Top of Passage

Business leaders in Osborne Village are launching a free music festival in the hopes of bringing a large-scale event back to the neighbourhood.
While the lineup has yet to be officially announced, Osborne Village BIZ executive director Zohreh Gervais gave the Free Press an exclusive look at the Village Music Fest, set to take place June 27-28.
The two-day concert series will feature more than 20 bands performing at up to six Village venues, including bars and restaurants. Gervais described the festival as “a nod to Nuit Blanche,” and said it will include an assortment of art installations throughout the neighbourhood.
“It’s going to be a new way to celebrate and to take a look how we are changing and evolving as a community,” Gervais said.
“We want people to see what’s so special about Osborne and celebrate that artistic vibe that we’ve had here forever.”
If successful, it could become a new annual tradition, replacing the former Canada Day block party that once drew thousands into the neighbourhood. The street party, which had closed multiple blocks of Osborne Street, was halted in 2020 during the COVID-19 pandemic and did not return.
Gervais said the City of Winnipeg will no longer approve the street closures required for the party, and the price tag is prohibitive.
“That’s just not an option for us anymore, unfortunately, so we looked at what we could do to bring some programming to Winnipeg for a weekend that doesn’t have any other stuff happening. On Canada Day, there is so much stuff happening all over the city now,” she said.
Some individual businesses will continue to offer Canada Day events in the Village, she noted.
The festival’s opening day intentionally coincides with Canadian Multiculturalism Day.
“It’s really exciting to be able to look at all the different ways it means to be Canadian, including our incredibly diversity,” Gervais said. “For a lot of us, we just felt like this is a moment to celebrate that as well, in light of everything that’s been going on in the world. We’re excited to be able to be proud of our multicultural identity and to promote that.”

Bottom of Passage
Top of Dataset

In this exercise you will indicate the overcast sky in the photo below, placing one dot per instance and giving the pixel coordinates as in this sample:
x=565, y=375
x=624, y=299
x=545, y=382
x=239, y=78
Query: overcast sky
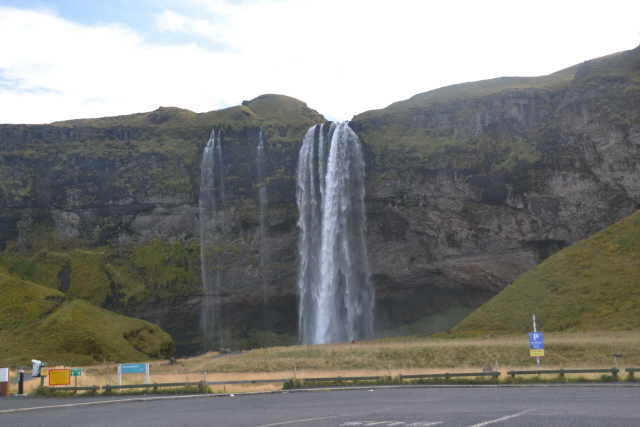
x=63, y=59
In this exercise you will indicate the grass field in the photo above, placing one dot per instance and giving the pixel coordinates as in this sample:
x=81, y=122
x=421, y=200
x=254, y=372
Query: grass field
x=388, y=357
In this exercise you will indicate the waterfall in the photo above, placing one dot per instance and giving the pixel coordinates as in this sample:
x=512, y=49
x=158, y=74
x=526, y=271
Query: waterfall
x=263, y=203
x=336, y=297
x=211, y=208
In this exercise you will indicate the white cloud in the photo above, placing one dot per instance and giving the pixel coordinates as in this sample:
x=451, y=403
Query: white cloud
x=341, y=57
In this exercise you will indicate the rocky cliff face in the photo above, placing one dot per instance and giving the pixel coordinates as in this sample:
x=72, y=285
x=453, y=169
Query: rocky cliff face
x=467, y=187
x=470, y=186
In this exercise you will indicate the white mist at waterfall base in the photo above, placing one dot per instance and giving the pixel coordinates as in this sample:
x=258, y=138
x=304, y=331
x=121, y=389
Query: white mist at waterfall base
x=211, y=211
x=336, y=298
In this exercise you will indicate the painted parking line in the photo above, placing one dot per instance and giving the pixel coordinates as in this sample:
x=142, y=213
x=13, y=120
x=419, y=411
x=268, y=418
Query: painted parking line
x=498, y=420
x=391, y=423
x=300, y=421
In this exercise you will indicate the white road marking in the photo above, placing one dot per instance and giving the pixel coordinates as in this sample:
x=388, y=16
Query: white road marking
x=497, y=420
x=305, y=420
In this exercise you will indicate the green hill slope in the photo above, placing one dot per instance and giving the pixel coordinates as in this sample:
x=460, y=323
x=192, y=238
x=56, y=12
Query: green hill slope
x=42, y=323
x=592, y=285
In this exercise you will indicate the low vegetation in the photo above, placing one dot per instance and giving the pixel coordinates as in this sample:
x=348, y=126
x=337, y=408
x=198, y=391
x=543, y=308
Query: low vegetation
x=37, y=322
x=594, y=284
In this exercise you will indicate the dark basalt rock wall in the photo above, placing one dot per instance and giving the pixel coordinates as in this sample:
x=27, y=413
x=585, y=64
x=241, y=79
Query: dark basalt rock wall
x=467, y=187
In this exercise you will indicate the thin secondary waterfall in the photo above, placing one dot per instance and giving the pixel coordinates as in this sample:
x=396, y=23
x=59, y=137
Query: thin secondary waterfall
x=263, y=204
x=211, y=206
x=336, y=298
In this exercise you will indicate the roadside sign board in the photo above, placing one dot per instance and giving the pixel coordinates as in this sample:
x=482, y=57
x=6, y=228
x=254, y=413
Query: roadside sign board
x=133, y=368
x=536, y=340
x=536, y=344
x=59, y=377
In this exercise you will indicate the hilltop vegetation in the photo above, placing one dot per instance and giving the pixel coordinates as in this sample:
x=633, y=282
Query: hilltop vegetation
x=592, y=285
x=42, y=323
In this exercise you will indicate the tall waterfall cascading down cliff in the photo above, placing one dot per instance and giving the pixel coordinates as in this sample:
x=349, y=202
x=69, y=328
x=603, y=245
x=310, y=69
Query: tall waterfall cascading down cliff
x=336, y=298
x=211, y=208
x=263, y=204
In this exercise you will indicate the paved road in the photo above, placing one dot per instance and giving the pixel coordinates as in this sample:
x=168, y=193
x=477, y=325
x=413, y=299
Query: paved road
x=414, y=407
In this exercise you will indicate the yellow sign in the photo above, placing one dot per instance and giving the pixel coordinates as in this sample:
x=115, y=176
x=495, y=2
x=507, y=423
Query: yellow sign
x=59, y=377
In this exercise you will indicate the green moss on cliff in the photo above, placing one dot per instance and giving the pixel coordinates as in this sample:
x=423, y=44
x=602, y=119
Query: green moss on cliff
x=592, y=285
x=38, y=322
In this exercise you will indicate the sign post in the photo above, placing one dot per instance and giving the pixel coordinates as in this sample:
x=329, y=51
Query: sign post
x=75, y=373
x=59, y=377
x=134, y=368
x=536, y=342
x=4, y=382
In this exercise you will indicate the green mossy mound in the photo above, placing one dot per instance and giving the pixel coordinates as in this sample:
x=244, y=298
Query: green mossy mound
x=592, y=285
x=42, y=323
x=108, y=276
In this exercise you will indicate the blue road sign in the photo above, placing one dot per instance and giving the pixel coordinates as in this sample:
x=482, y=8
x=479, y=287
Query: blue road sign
x=536, y=340
x=133, y=368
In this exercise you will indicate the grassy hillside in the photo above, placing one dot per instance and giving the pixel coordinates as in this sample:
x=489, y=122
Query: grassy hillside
x=106, y=276
x=43, y=323
x=592, y=285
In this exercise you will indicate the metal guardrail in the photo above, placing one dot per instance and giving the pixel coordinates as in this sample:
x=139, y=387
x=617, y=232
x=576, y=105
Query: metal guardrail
x=249, y=382
x=563, y=372
x=93, y=388
x=372, y=378
x=110, y=387
x=447, y=375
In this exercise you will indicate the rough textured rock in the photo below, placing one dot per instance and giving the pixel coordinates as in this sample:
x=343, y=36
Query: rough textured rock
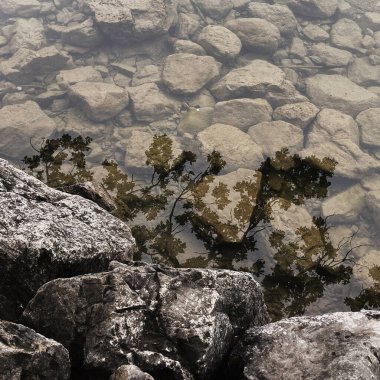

Bottom of Dataset

### Exercise brief
From the Osborne Village festival article above, return word for word the stretch that begins with the words "Business leaders in" and ends with "throughout the neighbourhood.".

### Solution to this task
Business leaders in Osborne Village are launching a free music festival in the hopes of bringing a large-scale event back to the neighbourhood.
While the lineup has yet to be officially announced, Osborne Village BIZ executive director Zohreh Gervais gave the Free Press an exclusive look at the Village Music Fest, set to take place June 27-28.
The two-day concert series will feature more than 20 bands performing at up to six Village venues, including bars and restaurants. Gervais described the festival as “a nod to Nuit Blanche,” and said it will include an assortment of art installations throughout the neighbourhood.